__Instruction__
Present every line of the records below as a JSON list of strings, one string per line, with blank lines omitted. Leave the pictures out.

__Dataset__
↓
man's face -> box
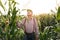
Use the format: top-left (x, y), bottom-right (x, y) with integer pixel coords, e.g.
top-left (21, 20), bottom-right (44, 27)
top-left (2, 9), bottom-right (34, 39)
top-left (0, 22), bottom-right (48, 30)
top-left (27, 11), bottom-right (32, 16)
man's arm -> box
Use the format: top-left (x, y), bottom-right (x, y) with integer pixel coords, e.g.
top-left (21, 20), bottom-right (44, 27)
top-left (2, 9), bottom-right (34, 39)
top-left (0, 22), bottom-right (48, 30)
top-left (34, 18), bottom-right (39, 38)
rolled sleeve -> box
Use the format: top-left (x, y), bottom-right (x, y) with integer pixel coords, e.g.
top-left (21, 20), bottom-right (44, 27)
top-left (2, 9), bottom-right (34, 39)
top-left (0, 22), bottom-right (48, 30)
top-left (34, 18), bottom-right (39, 37)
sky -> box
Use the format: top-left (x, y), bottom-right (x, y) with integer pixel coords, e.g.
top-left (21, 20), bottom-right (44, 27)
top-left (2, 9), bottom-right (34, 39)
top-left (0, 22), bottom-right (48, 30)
top-left (0, 0), bottom-right (60, 15)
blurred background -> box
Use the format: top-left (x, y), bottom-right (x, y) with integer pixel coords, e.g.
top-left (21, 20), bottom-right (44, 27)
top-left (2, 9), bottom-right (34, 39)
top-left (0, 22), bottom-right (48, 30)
top-left (0, 0), bottom-right (60, 40)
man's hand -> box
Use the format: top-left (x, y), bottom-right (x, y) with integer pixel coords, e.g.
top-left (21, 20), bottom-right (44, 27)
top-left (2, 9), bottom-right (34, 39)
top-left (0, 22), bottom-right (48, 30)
top-left (36, 36), bottom-right (39, 40)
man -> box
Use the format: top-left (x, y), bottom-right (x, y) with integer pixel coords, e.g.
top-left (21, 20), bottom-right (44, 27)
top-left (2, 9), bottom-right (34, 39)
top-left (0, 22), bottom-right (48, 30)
top-left (17, 9), bottom-right (39, 40)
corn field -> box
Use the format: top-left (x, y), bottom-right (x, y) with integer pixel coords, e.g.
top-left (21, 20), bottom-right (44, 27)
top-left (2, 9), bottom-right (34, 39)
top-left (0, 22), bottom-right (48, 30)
top-left (0, 0), bottom-right (60, 40)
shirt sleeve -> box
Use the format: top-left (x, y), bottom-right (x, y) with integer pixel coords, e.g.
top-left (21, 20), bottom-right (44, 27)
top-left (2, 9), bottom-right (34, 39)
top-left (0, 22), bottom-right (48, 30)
top-left (17, 18), bottom-right (25, 28)
top-left (34, 18), bottom-right (39, 37)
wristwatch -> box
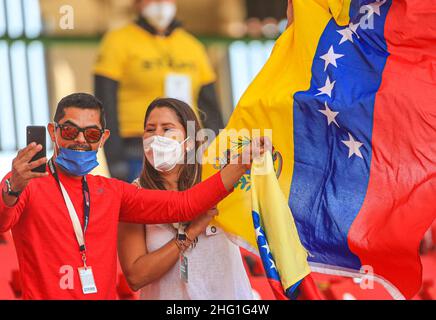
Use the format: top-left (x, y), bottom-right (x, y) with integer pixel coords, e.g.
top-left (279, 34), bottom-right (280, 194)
top-left (3, 179), bottom-right (21, 198)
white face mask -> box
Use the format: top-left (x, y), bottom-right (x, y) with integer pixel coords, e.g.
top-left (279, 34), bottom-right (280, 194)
↑
__Written answer__
[
  "man's face -> box",
  "Use the format: top-left (x, y), bottom-right (x, y) with integer pixel coords, e.g.",
  "top-left (21, 20), bottom-right (44, 27)",
  "top-left (2, 9), bottom-right (34, 39)",
  "top-left (0, 22), bottom-right (48, 30)",
  "top-left (27, 11), bottom-right (32, 16)",
  "man's arm -> box",
  "Use the format: top-left (x, y), bottom-right (x, y) with integer pixel coords, e.g.",
  "top-left (21, 20), bottom-right (44, 27)",
  "top-left (2, 9), bottom-right (34, 39)",
  "top-left (0, 22), bottom-right (48, 30)",
  "top-left (34, 18), bottom-right (39, 38)",
  "rolled sleeve -> box",
  "Use the format: top-left (x, y), bottom-right (x, y) with integer pixel coords, e.g.",
  "top-left (21, 20), bottom-right (44, 27)",
  "top-left (2, 9), bottom-right (34, 39)",
  "top-left (0, 22), bottom-right (48, 30)",
  "top-left (34, 18), bottom-right (39, 37)",
  "sky -> box",
  "Use the format: top-left (x, y), bottom-right (x, y) with integer pixel coords, e.g.",
  "top-left (21, 20), bottom-right (44, 27)",
  "top-left (2, 9), bottom-right (34, 39)",
  "top-left (0, 22), bottom-right (48, 30)",
  "top-left (0, 0), bottom-right (60, 15)",
  "blurred background -> box",
  "Use the format: top-left (x, y), bottom-right (x, y) with integer pixel coords, e.g.",
  "top-left (21, 20), bottom-right (44, 27)",
  "top-left (2, 9), bottom-right (34, 39)",
  "top-left (0, 22), bottom-right (48, 30)",
  "top-left (0, 0), bottom-right (60, 40)",
  "man's hand -> box",
  "Use the format: top-left (x, y), bottom-right (x, y) with integer pixel coords, e.g.",
  "top-left (21, 20), bottom-right (44, 27)",
  "top-left (2, 9), bottom-right (34, 39)",
  "top-left (0, 22), bottom-right (48, 30)",
  "top-left (36, 36), bottom-right (39, 40)",
  "man -> box",
  "Use the format: top-left (x, y), bottom-right (x, y) with integer pixel coords, e.g.",
  "top-left (21, 20), bottom-right (44, 27)",
  "top-left (2, 9), bottom-right (34, 39)",
  "top-left (0, 22), bottom-right (48, 30)",
  "top-left (17, 9), bottom-right (39, 40)",
  "corn field -> box",
  "Use the format: top-left (x, y), bottom-right (x, y) with integer pixel coords, e.g.",
  "top-left (21, 20), bottom-right (44, 27)",
  "top-left (2, 9), bottom-right (34, 39)",
  "top-left (0, 22), bottom-right (48, 30)",
  "top-left (0, 0), bottom-right (60, 40)",
  "shirt sleeve -> box",
  "Use the format: top-left (x, y), bottom-right (x, y) with integer pixel coords, e.g.",
  "top-left (21, 20), bottom-right (44, 27)",
  "top-left (2, 9), bottom-right (34, 39)",
  "top-left (0, 22), bottom-right (48, 30)",
  "top-left (17, 18), bottom-right (25, 28)",
  "top-left (34, 18), bottom-right (39, 37)",
  "wristwatch -> box",
  "Use the format: top-left (x, y), bottom-right (x, y) with integer pixel coords, e.g.",
  "top-left (279, 34), bottom-right (280, 194)",
  "top-left (3, 179), bottom-right (21, 198)",
  "white face mask -> box",
  "Use the format: top-left (x, y), bottom-right (x, y) with integer pixel coords, e.g.",
  "top-left (279, 34), bottom-right (280, 194)"
]